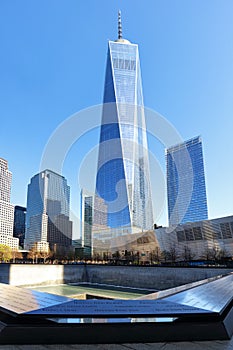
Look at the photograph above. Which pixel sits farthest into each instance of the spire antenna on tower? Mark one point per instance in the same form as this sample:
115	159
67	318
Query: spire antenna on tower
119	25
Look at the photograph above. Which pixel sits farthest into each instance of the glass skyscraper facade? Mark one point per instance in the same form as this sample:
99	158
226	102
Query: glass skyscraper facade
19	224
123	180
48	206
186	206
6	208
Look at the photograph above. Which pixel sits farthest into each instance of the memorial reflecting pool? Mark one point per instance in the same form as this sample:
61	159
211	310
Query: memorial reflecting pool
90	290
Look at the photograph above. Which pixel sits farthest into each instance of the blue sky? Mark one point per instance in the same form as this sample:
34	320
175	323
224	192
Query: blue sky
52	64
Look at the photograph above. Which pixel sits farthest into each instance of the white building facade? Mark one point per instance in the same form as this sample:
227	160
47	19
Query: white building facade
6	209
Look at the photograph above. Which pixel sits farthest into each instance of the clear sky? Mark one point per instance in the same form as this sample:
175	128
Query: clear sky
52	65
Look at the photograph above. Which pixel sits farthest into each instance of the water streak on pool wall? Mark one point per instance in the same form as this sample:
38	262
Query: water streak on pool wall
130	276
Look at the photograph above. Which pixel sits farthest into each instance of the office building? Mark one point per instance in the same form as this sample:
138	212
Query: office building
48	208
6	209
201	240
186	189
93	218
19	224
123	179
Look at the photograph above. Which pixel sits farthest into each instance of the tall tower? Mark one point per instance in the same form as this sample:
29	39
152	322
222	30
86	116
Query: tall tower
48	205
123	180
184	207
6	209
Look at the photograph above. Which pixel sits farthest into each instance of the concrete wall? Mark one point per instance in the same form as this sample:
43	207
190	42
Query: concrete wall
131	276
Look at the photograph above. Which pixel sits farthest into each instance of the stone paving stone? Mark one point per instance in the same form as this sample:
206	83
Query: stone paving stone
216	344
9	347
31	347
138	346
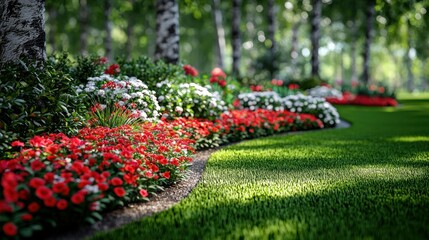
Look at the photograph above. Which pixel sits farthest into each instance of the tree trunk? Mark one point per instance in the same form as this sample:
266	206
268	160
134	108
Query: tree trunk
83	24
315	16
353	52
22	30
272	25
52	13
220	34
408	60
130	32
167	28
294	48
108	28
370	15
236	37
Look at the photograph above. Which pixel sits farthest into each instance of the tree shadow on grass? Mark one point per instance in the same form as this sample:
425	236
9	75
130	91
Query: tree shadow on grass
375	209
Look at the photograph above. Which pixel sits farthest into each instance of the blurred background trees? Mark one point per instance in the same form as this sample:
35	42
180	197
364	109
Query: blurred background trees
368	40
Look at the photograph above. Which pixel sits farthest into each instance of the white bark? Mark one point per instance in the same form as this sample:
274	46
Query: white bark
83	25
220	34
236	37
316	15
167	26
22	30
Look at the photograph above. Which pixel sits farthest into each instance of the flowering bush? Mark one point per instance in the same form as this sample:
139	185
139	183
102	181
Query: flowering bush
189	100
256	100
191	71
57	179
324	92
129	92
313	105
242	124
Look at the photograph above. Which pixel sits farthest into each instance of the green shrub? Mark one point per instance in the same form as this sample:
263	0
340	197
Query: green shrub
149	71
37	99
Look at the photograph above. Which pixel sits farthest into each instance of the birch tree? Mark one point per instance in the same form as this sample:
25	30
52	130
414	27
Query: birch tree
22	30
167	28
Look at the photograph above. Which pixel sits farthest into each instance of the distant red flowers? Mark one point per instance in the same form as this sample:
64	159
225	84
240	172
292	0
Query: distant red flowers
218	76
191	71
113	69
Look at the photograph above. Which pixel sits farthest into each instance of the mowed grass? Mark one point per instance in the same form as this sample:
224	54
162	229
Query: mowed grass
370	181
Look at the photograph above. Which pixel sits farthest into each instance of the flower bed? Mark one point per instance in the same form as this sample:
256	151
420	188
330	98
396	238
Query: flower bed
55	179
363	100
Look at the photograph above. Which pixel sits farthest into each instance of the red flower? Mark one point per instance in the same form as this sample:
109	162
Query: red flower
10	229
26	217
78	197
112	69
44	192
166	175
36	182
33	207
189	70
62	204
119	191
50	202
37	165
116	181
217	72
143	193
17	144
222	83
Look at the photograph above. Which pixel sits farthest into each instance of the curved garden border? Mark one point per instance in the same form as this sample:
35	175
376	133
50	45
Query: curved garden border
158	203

◆ ◆ ◆ ◆

## Task objective
Every line of the data above should be quoted exactly. Omit the pictures.

## Correct answer
Look at the photograph above. Which pixel sits farthest into each instance of the spire antenna on tower? Mark one point per instance in the same form as this sample:
115	159
67	318
Query: spire antenna on tower
119	25
Look at the photograph above. Which pixel sits farthest into each instance of the glass skyscraper facade? Mark one point per instance in the same form as this sample:
99	158
226	102
Query: glass skyscraper facade
19	224
123	180
48	206
186	206
6	208
Look at the photograph above. Which pixel sits farthest into each instance of the memorial reflecting pool? Mark one point per instance in the same form as this sample:
61	159
211	310
Query: memorial reflecting pool
90	290
Look at the photograph above. Which pixel sits farthest into each instance of the blue sky? Mark one point per instance in the same form as this sample:
34	320
175	323
224	192
Query: blue sky
52	64
Look at the photograph above. Which pixel sits farthest into each instance of the white building facade? Mark one point per instance in the same form as this sample:
227	160
47	19
Query: white building facade
6	209
Look at the photograph above. Which pixel sits farthest into each instance of the clear sky? Mark one point per instance in the same form as this sample:
175	128
Query: clear sky
52	65
Look at the photograph above. Which pixel sits farthest into each instance of the water streak on pool wall? Mark one point per instance in the same form as this sample:
38	262
Query: water streak on pool wall
130	276
Look at the photograph above. Which pixel sits farthest into each instance of the office building? Mark one point per instance in the same form as this sample:
138	212
Query: office building
48	208
6	209
201	240
186	189
93	218
19	224
123	179
Look at the photograph above. Which pixel sits farthest into each instance of the tall tower? Mark one point per instance in the same form as this sample:
29	39
152	322
222	30
86	116
Query: tall tower
48	205
123	180
184	207
6	209
Look at the photograph above. Which pixel sits farthest into each instance of the concrete wall? Mark one point per instance in the same form as this sample:
43	207
190	42
Query: concrete wall
131	276
Look at the photograph above. Which pixel sits farthest into each instance of the stone paving stone? Mark one point per instance in the same form as this sample:
206	83
Query: stone paving stone
216	344
9	347
31	347
138	346
Look at the photograph above. Which pixel sits farthest into each instance of the tree trunk? Mark one point per instance in the same form as this sample:
266	206
268	160
134	108
Query: tree trunk
83	24
315	16
353	52
22	30
272	25
52	13
220	34
408	60
130	32
167	28
294	48
108	28
370	15
236	37
Look at the photograph above. Which pixel sits farthest into each instance of the tree shadow on grass? Mark one point per instance in the same form as this sample:
425	236
9	75
130	91
Query: tree shadow on grass
375	209
Look at the photograph above. Which pixel sits farthest into each instance of the blurred background trees? Mark one point per instance in the same form as this sample:
35	42
180	197
364	109
Query: blurred background trees
368	40
Look at the photograph above. Which pixel sits farthest into each instance of the white bark? Mark one point per instance in the same form as this sample:
274	46
Query: white bark
83	25
220	34
236	37
316	15
167	26
22	30
Look at the photograph above. Which pixel sits farthest into each instance of the flowering bush? Mark one point per instance in the same form as this sample:
139	185
139	183
102	181
Query: flowering bush
189	100
256	100
191	71
57	179
324	92
129	92
313	105
242	124
Look at the photograph above. Which pixel sits farthest into each instance of the green shrub? Mark one point per instance in the same form as this sample:
263	0
340	197
Query: green shrub
149	71
37	99
Look at the photograph above. Which pixel sits farthest into each instance of the birch tree? Mark one point per instance in the same form as this sample:
25	30
52	130
414	27
Query: birch tree
22	30
167	28
Look at the photograph above. Which pixel sits farthest into each instance of the distant red flowers? Mark one point per instance in the same form as this sample:
64	159
225	84
240	172
292	0
Query: distant red flowers
218	76
191	71
113	69
Look at the photograph above. Which pixel sits farthest into each instance of the mowed grass? Mark one point per instance in the same form as this sample:
224	54
162	229
Query: mowed grass
370	181
Look at the photograph above. Which pixel sits farthest into each instance of the flower bed? Mark one point per instance in the same form as this sample:
256	151
420	188
330	98
396	238
Query: flower bed
55	179
363	100
Look at the photograph above. Which pixel sits farthest into each instance of the red flower? Mark one point per instance in the same form as this sample:
109	162
Query: red flower
10	229
26	217
78	197
112	69
44	192
166	175
36	182
33	207
189	70
62	204
119	191
50	202
37	165
116	181
217	72
143	193
17	144
222	83
Look at the photograph above. Which pixel sits farthest into each instance of the curved garden border? Mark one point per instance in the same form as this sample:
35	175
376	133
50	45
Query: curved garden border
158	203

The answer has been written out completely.